#### [TASK BRIEF]
Turn the lines below into a numbered list, beginning at the line that contains "Target: bird's foot" and stopping after the line that contains "(1068, 392)". Leave out blank lines and any rows outside that span.
_ _ _ _ _
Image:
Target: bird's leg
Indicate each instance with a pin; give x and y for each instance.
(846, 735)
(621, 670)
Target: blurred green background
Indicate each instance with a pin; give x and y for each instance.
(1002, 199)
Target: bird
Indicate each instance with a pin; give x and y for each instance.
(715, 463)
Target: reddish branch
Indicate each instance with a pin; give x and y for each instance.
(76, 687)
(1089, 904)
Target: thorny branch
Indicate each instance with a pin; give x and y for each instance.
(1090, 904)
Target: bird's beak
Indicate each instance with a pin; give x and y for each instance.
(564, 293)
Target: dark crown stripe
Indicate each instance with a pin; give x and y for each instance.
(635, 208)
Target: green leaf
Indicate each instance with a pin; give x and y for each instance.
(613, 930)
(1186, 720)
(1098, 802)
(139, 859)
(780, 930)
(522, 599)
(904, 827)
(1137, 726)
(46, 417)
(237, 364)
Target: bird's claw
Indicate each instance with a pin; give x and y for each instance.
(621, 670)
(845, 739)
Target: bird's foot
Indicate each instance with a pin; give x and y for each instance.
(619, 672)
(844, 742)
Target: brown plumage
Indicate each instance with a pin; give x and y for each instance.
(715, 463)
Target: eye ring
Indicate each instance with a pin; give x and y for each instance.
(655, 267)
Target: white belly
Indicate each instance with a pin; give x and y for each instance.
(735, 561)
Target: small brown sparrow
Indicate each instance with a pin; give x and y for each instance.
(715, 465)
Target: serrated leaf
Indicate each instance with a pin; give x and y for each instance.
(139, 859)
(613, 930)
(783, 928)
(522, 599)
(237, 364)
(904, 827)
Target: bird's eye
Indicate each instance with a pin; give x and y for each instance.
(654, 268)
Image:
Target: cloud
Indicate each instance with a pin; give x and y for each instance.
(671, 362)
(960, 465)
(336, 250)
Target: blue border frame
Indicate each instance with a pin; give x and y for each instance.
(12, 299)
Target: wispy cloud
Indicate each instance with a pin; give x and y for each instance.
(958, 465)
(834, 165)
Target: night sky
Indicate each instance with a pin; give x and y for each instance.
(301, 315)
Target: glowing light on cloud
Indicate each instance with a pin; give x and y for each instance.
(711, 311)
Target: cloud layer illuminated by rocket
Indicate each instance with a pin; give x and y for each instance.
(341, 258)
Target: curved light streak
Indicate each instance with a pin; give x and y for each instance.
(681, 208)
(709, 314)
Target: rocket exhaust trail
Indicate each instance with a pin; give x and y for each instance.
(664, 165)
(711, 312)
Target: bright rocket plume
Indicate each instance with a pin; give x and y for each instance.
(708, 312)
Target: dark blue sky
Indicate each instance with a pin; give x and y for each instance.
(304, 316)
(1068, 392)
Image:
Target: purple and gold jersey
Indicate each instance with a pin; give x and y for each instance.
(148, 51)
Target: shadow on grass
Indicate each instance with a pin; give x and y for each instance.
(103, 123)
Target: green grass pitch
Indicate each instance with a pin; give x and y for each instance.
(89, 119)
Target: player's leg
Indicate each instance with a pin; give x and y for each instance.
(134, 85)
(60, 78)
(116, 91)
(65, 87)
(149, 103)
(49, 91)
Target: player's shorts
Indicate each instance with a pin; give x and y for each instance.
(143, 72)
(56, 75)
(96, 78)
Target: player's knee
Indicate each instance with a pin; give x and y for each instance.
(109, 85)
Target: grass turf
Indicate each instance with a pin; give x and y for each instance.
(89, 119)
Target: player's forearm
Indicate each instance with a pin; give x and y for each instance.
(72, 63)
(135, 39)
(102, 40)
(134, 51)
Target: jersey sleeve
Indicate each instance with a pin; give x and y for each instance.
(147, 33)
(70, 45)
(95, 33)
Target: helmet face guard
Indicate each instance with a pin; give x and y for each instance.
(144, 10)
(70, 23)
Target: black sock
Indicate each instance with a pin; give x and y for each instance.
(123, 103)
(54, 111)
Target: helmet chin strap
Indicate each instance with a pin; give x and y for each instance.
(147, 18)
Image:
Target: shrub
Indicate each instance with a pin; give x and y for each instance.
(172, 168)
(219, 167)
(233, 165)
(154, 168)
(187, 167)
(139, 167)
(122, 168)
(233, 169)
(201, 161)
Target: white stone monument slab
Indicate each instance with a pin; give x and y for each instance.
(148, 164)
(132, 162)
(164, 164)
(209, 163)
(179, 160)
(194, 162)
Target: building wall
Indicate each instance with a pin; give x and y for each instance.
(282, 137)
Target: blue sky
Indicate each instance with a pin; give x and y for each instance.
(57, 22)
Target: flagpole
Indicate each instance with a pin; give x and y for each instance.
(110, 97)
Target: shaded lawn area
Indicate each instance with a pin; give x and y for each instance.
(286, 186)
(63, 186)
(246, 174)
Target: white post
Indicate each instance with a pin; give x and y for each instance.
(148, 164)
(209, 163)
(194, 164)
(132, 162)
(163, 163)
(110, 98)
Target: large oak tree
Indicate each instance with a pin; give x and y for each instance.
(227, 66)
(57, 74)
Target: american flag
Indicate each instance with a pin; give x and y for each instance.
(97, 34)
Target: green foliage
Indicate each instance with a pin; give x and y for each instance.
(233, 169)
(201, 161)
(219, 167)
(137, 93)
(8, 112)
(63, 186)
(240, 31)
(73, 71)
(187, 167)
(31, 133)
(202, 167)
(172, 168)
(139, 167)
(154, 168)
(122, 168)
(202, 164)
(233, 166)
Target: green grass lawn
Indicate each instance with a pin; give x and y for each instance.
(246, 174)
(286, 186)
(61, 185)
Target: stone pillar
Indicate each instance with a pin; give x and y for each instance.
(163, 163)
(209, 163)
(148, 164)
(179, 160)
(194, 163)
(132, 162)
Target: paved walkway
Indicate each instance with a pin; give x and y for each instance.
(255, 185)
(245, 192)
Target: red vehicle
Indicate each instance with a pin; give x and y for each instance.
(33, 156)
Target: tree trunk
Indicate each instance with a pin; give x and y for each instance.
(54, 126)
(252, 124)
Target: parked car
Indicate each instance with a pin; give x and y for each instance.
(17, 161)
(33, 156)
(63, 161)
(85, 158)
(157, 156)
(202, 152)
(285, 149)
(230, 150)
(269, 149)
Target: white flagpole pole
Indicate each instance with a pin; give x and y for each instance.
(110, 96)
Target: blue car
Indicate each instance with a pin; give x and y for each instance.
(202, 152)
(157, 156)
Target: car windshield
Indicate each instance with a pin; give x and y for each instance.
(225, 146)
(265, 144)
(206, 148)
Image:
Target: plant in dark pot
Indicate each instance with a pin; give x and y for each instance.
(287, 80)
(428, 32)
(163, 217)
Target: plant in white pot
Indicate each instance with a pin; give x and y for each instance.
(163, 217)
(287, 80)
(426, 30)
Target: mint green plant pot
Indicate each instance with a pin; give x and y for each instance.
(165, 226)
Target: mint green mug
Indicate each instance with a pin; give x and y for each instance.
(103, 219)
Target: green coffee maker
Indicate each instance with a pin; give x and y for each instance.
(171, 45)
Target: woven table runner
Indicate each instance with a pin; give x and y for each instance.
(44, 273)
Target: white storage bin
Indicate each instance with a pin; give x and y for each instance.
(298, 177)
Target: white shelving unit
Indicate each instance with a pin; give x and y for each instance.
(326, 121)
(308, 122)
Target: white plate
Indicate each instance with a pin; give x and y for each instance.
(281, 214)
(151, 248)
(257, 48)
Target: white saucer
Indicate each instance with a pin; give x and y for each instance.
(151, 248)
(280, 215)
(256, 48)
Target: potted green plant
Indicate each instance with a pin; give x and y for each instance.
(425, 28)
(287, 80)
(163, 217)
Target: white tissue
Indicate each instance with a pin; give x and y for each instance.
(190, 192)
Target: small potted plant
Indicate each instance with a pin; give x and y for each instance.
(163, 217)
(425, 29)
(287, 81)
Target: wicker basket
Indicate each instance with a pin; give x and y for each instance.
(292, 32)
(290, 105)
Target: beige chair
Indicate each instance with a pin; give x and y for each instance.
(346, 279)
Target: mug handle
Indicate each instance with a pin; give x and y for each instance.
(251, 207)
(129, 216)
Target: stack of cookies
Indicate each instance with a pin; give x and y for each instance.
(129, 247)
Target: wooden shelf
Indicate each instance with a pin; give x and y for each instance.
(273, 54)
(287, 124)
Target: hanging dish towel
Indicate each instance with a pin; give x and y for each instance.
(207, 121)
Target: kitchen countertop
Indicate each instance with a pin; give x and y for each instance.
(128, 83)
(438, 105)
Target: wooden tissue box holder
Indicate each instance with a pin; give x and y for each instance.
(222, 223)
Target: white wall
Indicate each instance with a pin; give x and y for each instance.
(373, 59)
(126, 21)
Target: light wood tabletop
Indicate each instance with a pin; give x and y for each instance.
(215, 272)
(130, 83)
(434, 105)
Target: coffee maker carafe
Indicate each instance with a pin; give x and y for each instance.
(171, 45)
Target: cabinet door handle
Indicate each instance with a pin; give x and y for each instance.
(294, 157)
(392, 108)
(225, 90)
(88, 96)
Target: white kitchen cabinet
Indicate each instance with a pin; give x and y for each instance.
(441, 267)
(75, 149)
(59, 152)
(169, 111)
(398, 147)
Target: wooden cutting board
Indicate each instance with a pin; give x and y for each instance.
_ _ _ _ _
#### [REPLY]
1. Target: bird's foot
2. Indicate each instance with a pin; give x and y for each instance.
3. (619, 672)
4. (844, 742)
5. Target: brown plumage
6. Indicate each instance with a pin; give x and y for each instance.
7. (715, 463)
8. Target: eye ring
9. Indicate each instance with a pin; give x and y for each instance.
10. (655, 267)
11. Target: white belly
12. Indicate each instance with a pin; give x and y for each instance.
13. (735, 561)
14. Target: small brown sparrow
15. Indicate each instance with a pin; give x and y for each instance.
16. (715, 465)
17. Target: serrated leaf
18. Indicate each instance with a pin; give x and y for each instance.
19. (139, 859)
20. (613, 930)
21. (783, 928)
22. (522, 599)
23. (237, 364)
24. (904, 827)
25. Target: bird's eye
26. Indicate each instance with a pin; give x and y for each instance.
27. (654, 268)
28. Image:
29. Target: cloud
30. Indicate each instance with a pin; give x and y for each instance.
31. (671, 362)
32. (960, 465)
33. (336, 250)
34. Target: blue border frame
35. Indicate each instance with a pin; give x and y for each instance.
36. (12, 299)
37. Target: wispy cloud
38. Indicate each instance with a pin; give x and y for each instance.
39. (958, 465)
40. (834, 165)
41. Target: night sky
42. Indicate each instance with a pin; give x and y for each instance.
43. (301, 315)
44. Target: glowing light on cloud
45. Indicate each instance with a pin; give x and y for each instance.
46. (711, 311)
47. Target: cloud layer illuminated by rocket
48. Indicate each instance with a pin; give x and y for each instance.
49. (341, 258)
50. Target: curved light streak
51. Indicate each instance with a pin; give x and y for each instance.
52. (681, 208)
53. (709, 314)
54. Target: rocket exhaust trail
55. Indicate each instance with a pin; give x and y for each instance.
56. (664, 165)
57. (711, 312)
58. Target: bright rocket plume
59. Indicate each instance with a pin; give x and y for each instance.
60. (708, 312)
61. Target: dark blue sky
62. Indicate each instance with a pin; give x and y for each instance.
63. (304, 316)
64. (1068, 392)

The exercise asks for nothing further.